[REQUIRED WORK] Read the records beneath this task and copy every line that contains the string "woman".

§

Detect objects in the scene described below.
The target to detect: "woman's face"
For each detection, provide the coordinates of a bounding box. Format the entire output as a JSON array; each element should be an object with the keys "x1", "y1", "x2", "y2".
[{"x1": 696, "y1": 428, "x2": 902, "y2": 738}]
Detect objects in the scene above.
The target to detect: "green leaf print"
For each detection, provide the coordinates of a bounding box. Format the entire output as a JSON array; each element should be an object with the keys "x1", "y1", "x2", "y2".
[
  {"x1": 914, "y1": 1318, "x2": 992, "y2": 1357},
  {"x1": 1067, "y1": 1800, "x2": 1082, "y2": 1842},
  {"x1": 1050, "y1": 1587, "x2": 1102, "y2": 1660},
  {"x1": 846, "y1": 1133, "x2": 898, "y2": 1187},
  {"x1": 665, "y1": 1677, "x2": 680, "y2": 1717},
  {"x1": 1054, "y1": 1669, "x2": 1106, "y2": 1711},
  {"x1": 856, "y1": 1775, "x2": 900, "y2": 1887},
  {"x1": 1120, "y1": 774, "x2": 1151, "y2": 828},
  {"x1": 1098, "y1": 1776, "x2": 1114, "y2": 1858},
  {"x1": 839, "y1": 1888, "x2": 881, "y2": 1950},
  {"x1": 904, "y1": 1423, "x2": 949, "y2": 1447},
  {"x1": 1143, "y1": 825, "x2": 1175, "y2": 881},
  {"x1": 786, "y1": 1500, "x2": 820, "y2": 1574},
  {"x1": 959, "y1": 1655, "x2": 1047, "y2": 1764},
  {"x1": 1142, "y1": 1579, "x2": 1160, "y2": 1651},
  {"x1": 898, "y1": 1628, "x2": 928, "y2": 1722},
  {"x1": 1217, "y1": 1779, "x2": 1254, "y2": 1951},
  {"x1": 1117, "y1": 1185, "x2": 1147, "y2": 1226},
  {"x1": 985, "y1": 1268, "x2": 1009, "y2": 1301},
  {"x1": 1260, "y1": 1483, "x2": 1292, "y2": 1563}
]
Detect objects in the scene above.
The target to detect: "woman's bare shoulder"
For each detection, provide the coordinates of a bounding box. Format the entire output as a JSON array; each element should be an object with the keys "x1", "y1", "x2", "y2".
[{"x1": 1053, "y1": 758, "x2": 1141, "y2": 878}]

§

[TASK SOLUTION]
The target to detect: "woman's face"
The target to detect: "woman's bare shoulder"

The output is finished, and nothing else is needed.